According to the Centers for Disease Control and Prevention (CDC), food allergies are common, affecting 4% – 6% of children and 4% of adults.

Infants and young children are at a greater risk of potential food allergy symptoms; as providers, we must be well informed and prepared. This fact sheet from the National Food Service Management Institute provides answers to common food allergy questions



Outdoor play is very beneficial for young children; however, as providers, we have to be aware of the weather. This handout created by Child Care Weather Watch can help you decide if it is safe to be outside and what clothing, beverages, and protection children need.

weather watch

Webinar recording put together by the National Center for Early Childhood Health and Wellness, sharing tips and strategies on ways to support children’s physical development by providing them with fun movement opportunities in a mixed age group setting.

Physical Activities with Children in Mixed-Age Groups

Stress affects people differently, and this stress can manifest itself in different aspects of our lives. Stress is not exclusive to adults; children, especially now, are also experiencing stress. This webinar put together by INAAP (Indiana Chapter American of Pediatrics), Office of Early Childhood and Out-of-School Learning, as well as Early Learning Indiana showcases strategies for addressing mental health needs for yourself and the families you serve.      




Due to the outbreak of COVID-19, I had to re-think my sick policy and revise the parent handbook to reflect the new changes instituted by the state Health Department and recommendations from the CDC.

A typical sick policy within a child care setting consists of children not returning until 24 hours after the last symptom (fever, diarrhea, vomiting, flu, etc.). A doctor’s note is not always required upon returning, just as long as the child has returned after the 24-hour wait. This policy has its flaws. Oftentimes, the children are still not well after the 24-hour time frame. Illnesses such as a stomach virus, strep throat, or flu seem to pass through a child care setting like wildfire, being passed between not only the children but staff as well, causing unforeseen shut-downs due to the lack of adequate staff to child ratios.

COVID-19 has changed the way we handle sick policies and has also changed the way parents feel about keeping an ill child out of the facility, for the better.

Our new sick policy was added as addendums to the old policy and reflects a longer exclusion period of 48 hours after the last symptom of fever and/or illness. A doctor’s note is also required upon the return of any child who was out with an illness, stating that the child is in good health and can return to the facility. These measures alone have substantially cut back on illnesses being spread throughout the program. I have seen fewer sick children and staff for this time of year as compared to previous years. Because of this reason, I have decided to make these policies indefinite.

The CDC (Centers for Disease Control and Prevention) provides this tool outlining the scheduled immunizations based upon a child’s birthdate. This could also be a helpful tool to share with parents.
····················
▶ Explore the material
A. Copy the stretch of the child care resources text from "COVID-19 has changed" through "these policies indefinite.", word for word.
B. In the child care resources text, how long must a child stay out after the last symptom under the new sick policy?

▶ Given material
····················
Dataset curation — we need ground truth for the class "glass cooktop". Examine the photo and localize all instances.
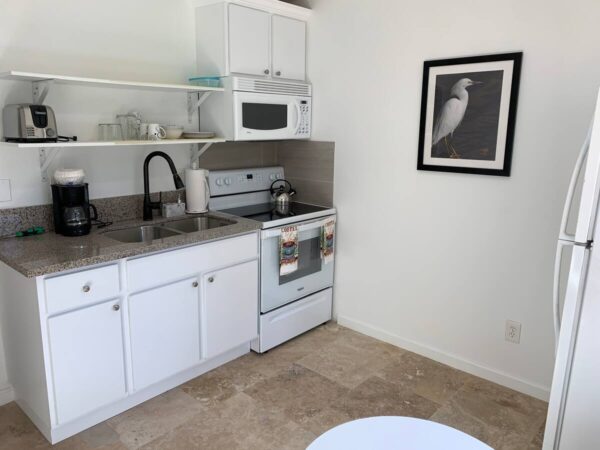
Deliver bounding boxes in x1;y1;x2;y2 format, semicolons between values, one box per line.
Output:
222;202;331;223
····················
▶ Outputs by task
A.
COVID-19 has changed the way we handle sick policies and has also changed the way parents feel about keeping an ill child out of the facility, for the better.

Our new sick policy was added as addendums to the old policy and reflects a longer exclusion period of 48 hours after the last symptom of fever and/or illness. A doctor’s note is also required upon the return of any child who was out with an illness, stating that the child is in good health and can return to the facility. These measures alone have substantially cut back on illnesses being spread throughout the program. I have seen fewer sick children and staff for this time of year as compared to previous years. Because of this reason, I have decided to make these policies indefinite.

B. 48 hours after the last symptom of fever and/or illness.